How many lines of the records contain the string "covered"? Count case-sensitive matches only, and reply with the number alone.
------ RECORDS SUPPLIED ------
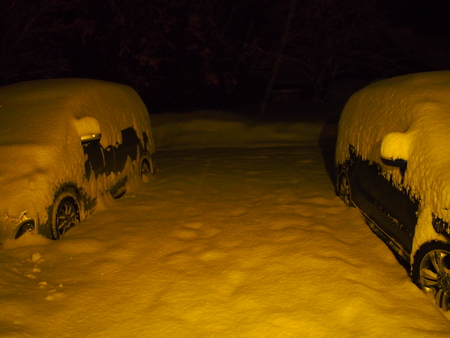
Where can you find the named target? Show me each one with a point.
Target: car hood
(30, 174)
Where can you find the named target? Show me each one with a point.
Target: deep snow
(243, 240)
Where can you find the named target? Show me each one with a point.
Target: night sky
(186, 54)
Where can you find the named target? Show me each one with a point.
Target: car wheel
(66, 214)
(343, 189)
(431, 272)
(147, 168)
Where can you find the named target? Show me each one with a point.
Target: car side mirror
(90, 138)
(399, 162)
(395, 148)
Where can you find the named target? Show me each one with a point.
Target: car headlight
(439, 225)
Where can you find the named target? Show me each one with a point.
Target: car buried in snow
(393, 164)
(64, 143)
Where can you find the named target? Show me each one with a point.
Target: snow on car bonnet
(41, 124)
(406, 116)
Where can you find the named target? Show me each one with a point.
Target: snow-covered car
(64, 143)
(393, 164)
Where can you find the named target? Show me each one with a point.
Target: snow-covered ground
(239, 234)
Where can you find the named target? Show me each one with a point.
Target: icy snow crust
(410, 116)
(41, 124)
(221, 243)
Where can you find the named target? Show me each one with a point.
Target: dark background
(185, 55)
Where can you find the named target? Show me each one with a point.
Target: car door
(128, 148)
(94, 163)
(389, 207)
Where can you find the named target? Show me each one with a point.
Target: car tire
(343, 189)
(146, 168)
(431, 273)
(66, 214)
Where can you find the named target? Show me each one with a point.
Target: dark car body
(393, 164)
(63, 144)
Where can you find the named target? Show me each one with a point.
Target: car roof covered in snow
(408, 117)
(400, 104)
(48, 110)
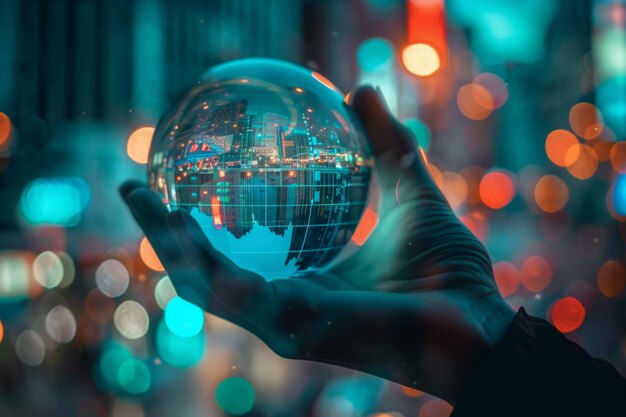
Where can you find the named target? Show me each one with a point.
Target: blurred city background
(520, 107)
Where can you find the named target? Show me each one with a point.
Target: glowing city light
(421, 59)
(6, 130)
(568, 314)
(558, 143)
(149, 256)
(112, 278)
(586, 121)
(164, 292)
(131, 319)
(497, 189)
(235, 396)
(183, 318)
(48, 269)
(138, 144)
(366, 226)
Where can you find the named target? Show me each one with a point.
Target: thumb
(398, 158)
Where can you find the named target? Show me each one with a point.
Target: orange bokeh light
(474, 101)
(421, 59)
(551, 193)
(568, 314)
(496, 189)
(5, 129)
(536, 273)
(365, 227)
(507, 278)
(149, 256)
(611, 279)
(138, 145)
(436, 175)
(581, 161)
(558, 143)
(586, 121)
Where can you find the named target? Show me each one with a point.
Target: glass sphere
(266, 156)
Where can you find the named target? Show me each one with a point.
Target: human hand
(416, 304)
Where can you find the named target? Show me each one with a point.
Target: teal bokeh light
(57, 201)
(374, 53)
(177, 351)
(505, 31)
(235, 396)
(619, 195)
(183, 318)
(420, 131)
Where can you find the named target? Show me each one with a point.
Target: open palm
(416, 304)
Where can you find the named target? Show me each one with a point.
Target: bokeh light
(61, 324)
(183, 318)
(568, 314)
(30, 348)
(611, 278)
(507, 278)
(366, 226)
(497, 189)
(551, 193)
(586, 121)
(6, 130)
(180, 352)
(131, 319)
(581, 161)
(138, 144)
(164, 291)
(55, 201)
(149, 256)
(420, 131)
(558, 143)
(454, 188)
(14, 275)
(421, 59)
(536, 273)
(112, 278)
(48, 269)
(235, 396)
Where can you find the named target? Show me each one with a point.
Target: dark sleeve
(535, 371)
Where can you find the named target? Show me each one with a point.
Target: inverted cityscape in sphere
(266, 157)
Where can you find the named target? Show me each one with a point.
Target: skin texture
(416, 304)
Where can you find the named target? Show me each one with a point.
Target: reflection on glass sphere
(266, 157)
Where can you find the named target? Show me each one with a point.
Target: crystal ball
(269, 160)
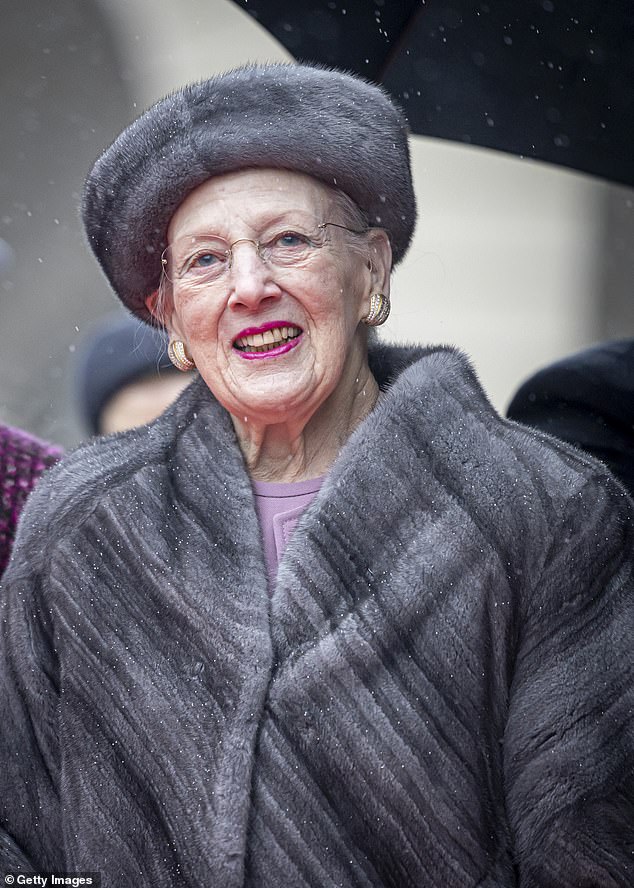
------
#### [FULL RESPONSE]
3